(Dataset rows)
+++

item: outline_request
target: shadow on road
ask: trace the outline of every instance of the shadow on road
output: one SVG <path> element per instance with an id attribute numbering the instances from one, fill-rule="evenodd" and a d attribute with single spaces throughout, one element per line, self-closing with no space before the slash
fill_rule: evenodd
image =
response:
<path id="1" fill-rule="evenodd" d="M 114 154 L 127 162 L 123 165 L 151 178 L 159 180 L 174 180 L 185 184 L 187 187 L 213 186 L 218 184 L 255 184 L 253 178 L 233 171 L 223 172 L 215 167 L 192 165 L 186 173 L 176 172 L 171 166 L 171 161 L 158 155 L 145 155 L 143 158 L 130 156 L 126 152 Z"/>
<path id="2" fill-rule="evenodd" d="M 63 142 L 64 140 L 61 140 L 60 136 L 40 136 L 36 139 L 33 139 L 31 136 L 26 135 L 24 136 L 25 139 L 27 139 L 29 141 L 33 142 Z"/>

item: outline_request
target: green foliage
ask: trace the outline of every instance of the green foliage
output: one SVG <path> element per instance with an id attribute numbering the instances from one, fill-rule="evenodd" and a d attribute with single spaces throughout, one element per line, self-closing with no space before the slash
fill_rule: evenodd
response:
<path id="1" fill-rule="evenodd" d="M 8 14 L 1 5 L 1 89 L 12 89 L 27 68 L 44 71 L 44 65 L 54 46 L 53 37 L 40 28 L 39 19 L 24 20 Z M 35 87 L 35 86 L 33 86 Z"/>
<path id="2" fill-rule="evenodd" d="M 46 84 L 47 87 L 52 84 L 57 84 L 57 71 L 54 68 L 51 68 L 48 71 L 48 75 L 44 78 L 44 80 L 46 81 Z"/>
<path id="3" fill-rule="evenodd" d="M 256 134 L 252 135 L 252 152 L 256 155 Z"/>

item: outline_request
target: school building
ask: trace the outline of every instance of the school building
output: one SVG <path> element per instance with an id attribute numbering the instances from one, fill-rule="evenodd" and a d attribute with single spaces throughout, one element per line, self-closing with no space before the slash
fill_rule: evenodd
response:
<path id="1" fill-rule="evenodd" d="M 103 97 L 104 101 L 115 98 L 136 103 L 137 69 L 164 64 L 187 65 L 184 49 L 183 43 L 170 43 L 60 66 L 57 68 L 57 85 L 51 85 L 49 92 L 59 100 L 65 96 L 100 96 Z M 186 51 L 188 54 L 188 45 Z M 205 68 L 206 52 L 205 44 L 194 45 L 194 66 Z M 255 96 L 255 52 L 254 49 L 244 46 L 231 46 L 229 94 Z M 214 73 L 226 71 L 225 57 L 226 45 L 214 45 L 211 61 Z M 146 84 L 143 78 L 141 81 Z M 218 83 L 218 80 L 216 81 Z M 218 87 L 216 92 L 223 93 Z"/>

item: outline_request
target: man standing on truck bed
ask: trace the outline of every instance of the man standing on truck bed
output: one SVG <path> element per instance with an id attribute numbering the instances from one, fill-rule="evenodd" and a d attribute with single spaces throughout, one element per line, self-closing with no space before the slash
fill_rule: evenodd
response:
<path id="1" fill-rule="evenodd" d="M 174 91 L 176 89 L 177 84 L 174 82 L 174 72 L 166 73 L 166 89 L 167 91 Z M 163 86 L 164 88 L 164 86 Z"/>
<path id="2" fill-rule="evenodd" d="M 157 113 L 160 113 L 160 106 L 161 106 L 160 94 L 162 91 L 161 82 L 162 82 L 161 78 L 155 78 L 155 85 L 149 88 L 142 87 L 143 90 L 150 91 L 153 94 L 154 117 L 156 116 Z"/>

+++

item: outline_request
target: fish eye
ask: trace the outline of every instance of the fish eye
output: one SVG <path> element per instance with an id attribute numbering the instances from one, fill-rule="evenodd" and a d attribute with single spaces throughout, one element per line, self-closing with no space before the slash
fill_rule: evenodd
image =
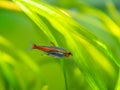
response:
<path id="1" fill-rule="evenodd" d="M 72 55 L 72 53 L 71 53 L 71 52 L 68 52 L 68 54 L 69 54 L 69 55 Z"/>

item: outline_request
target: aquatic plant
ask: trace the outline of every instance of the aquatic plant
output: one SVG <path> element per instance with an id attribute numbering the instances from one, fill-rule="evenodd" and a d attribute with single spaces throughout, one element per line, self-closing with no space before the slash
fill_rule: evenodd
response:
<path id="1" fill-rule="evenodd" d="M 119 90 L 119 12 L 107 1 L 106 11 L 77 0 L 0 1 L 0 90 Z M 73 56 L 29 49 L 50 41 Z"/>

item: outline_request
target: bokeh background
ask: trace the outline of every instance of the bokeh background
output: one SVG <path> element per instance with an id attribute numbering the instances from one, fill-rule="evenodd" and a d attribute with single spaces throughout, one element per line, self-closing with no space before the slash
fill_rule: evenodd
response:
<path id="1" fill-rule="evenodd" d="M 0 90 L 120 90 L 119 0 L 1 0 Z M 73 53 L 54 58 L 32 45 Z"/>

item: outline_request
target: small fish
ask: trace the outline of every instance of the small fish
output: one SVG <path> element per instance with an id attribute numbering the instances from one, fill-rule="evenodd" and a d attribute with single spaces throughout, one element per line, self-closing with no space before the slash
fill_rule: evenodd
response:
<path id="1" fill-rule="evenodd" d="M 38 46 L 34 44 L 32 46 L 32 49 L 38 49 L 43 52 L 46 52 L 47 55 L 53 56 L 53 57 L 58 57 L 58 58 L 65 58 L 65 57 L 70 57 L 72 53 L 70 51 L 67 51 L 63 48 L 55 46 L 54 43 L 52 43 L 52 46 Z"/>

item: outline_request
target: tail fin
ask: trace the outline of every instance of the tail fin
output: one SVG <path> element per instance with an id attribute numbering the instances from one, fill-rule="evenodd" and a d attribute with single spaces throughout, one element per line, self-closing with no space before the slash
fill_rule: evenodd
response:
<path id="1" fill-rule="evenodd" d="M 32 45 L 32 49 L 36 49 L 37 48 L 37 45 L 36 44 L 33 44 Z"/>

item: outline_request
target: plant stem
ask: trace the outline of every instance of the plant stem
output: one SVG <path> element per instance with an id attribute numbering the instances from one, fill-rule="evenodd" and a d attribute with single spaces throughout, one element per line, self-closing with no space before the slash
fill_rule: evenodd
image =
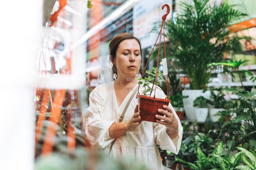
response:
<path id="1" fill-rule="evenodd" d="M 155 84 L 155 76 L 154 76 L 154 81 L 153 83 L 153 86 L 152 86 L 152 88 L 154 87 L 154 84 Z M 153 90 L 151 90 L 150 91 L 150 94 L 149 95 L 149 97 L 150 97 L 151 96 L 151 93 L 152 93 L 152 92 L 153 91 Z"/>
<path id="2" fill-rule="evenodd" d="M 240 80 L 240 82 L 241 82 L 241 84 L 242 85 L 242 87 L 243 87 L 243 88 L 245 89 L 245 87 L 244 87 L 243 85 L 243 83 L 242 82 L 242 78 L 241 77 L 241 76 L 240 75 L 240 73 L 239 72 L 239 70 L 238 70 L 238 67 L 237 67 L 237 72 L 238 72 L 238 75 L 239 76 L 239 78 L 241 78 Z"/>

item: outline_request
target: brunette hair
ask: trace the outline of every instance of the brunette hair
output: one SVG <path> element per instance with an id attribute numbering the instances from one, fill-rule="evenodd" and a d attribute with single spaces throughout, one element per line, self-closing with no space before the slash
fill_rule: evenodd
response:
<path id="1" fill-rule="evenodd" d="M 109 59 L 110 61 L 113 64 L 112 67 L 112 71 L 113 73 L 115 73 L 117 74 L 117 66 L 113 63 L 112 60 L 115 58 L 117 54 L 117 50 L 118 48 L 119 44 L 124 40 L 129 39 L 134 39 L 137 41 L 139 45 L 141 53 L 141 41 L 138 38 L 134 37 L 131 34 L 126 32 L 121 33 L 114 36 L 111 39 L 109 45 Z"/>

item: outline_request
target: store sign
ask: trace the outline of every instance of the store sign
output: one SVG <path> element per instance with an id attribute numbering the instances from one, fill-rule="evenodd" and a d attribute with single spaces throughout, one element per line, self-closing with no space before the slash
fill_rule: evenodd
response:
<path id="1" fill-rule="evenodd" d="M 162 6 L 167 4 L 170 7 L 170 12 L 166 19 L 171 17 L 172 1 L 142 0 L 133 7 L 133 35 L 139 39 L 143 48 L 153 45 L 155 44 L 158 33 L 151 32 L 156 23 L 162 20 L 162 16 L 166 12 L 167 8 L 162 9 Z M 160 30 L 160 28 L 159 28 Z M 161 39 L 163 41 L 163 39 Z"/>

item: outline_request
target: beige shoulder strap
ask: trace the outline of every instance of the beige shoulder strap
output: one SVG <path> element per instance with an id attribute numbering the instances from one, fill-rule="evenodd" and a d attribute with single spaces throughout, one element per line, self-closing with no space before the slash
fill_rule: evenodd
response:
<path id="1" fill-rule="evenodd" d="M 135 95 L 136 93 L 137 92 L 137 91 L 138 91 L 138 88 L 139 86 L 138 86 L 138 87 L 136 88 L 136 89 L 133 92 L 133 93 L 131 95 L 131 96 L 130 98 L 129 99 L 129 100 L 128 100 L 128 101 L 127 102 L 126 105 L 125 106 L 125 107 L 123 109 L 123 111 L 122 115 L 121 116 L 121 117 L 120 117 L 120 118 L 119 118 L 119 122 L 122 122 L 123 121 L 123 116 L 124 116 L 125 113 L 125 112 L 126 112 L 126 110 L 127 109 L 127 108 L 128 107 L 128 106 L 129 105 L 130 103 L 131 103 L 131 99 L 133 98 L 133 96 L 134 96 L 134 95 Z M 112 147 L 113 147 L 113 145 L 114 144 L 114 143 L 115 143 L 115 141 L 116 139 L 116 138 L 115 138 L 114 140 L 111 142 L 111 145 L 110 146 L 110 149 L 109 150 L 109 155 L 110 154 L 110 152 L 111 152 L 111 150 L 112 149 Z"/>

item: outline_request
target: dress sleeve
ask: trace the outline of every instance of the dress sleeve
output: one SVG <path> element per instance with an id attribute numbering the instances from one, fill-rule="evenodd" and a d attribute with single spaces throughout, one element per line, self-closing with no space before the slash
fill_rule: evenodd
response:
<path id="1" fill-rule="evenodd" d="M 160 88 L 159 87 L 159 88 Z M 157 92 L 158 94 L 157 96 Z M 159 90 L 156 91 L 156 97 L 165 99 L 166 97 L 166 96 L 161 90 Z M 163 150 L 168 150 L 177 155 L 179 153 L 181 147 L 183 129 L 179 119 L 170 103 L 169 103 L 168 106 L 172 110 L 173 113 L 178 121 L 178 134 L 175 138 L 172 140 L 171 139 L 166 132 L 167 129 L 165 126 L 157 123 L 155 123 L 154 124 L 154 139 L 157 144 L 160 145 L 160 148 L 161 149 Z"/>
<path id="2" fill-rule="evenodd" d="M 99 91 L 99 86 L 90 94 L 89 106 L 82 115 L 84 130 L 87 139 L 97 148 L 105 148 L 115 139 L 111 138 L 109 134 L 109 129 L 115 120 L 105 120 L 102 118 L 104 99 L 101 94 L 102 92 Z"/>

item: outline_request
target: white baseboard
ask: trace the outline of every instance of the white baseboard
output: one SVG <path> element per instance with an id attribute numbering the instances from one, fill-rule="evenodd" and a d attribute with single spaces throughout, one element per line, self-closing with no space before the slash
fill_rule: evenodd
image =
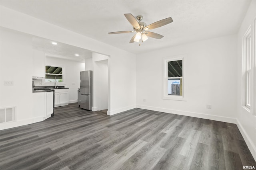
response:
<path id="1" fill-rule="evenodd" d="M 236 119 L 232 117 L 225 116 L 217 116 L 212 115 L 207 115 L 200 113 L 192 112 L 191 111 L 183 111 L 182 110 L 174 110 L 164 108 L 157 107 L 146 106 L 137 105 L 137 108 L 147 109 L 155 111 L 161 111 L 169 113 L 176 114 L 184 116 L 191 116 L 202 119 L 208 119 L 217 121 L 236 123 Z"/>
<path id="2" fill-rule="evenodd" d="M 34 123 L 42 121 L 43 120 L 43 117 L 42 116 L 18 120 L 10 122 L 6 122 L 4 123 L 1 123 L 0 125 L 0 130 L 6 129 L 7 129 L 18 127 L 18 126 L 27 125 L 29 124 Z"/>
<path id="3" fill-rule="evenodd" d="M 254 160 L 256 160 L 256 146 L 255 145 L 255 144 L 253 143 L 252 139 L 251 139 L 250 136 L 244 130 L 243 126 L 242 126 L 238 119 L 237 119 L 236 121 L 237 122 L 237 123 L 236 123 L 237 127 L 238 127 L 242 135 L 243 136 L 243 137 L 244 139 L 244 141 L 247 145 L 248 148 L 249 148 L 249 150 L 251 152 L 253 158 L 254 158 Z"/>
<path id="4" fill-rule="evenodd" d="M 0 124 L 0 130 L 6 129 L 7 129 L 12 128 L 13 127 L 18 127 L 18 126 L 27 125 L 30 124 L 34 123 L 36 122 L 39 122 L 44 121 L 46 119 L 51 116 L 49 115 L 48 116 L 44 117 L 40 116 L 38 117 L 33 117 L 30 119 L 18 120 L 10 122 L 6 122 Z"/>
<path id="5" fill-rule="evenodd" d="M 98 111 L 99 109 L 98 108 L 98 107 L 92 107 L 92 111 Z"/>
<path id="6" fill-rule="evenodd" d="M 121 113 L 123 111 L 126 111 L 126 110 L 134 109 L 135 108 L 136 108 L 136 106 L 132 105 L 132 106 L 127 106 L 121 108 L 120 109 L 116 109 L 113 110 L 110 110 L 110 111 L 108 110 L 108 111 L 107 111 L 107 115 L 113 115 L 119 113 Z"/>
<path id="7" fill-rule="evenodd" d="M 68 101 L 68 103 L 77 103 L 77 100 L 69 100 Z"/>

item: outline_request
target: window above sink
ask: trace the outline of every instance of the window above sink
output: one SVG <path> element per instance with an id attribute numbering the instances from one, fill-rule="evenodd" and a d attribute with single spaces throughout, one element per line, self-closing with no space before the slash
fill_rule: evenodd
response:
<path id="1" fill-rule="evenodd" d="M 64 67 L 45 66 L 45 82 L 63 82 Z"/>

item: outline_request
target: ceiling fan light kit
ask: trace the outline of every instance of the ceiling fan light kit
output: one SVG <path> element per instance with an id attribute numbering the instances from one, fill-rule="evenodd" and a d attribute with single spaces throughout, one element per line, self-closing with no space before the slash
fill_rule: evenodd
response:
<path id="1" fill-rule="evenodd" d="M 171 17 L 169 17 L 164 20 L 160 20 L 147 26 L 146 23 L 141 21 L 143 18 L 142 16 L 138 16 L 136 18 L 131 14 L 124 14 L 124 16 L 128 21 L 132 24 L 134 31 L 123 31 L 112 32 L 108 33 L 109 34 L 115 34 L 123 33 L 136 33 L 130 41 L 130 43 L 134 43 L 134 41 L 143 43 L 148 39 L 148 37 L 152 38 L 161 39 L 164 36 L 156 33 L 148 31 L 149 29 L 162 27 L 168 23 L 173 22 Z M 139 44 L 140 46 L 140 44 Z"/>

+++

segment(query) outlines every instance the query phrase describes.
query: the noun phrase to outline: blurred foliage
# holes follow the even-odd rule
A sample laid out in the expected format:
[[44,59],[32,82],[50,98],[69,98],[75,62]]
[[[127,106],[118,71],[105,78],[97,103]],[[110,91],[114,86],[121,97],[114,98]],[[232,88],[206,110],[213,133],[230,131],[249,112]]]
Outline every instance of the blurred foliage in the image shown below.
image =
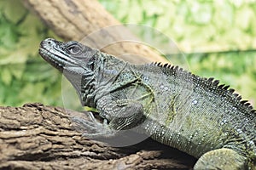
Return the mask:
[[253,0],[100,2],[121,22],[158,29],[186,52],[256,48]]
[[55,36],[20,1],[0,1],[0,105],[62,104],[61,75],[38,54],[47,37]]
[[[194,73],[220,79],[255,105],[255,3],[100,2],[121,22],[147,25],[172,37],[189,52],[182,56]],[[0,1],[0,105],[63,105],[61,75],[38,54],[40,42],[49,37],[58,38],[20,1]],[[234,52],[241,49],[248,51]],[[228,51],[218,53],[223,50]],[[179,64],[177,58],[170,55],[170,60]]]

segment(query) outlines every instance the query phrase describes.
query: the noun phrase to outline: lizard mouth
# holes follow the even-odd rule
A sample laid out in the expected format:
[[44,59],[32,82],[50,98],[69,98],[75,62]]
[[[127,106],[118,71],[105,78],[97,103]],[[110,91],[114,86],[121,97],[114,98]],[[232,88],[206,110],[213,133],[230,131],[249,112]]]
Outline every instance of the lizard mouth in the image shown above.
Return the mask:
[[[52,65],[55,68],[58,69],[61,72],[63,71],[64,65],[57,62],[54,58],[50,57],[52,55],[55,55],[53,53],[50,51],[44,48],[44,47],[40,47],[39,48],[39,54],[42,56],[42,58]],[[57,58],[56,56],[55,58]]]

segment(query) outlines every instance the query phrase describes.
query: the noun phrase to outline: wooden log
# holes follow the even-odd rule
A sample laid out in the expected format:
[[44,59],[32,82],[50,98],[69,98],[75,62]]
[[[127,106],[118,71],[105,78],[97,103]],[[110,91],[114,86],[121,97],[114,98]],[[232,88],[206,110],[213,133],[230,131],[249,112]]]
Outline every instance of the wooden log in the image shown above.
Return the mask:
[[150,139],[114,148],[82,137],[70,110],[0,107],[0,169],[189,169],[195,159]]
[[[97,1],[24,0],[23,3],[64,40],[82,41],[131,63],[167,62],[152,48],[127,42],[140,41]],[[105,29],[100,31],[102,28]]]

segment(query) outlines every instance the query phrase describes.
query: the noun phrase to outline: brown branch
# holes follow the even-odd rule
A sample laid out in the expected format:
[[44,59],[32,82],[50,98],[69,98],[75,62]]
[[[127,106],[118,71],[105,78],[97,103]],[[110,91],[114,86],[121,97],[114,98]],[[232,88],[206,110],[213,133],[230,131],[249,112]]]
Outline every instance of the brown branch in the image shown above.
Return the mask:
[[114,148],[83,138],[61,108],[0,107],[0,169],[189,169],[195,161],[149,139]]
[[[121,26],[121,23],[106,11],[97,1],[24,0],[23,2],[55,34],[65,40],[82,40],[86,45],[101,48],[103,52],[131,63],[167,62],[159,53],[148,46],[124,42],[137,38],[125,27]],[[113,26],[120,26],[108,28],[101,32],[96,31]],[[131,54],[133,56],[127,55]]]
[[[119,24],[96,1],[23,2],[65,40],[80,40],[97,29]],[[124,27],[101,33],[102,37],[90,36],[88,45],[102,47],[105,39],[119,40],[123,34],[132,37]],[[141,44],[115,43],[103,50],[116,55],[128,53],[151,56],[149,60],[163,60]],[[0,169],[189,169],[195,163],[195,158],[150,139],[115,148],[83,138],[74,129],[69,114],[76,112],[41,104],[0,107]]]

+++

◆ Written problem ◆
From the records, select each line that contains the string "above", treating the match as case-sensitive.

◆ Written reply ◆
target: window above sink
ask: trace the outline of every instance of the window above sink
Outline every instance of the lizard mouth in the image shown above.
Outline every instance of the wooden log in the image shown above.
Outline every instance of the brown branch in the image shown above.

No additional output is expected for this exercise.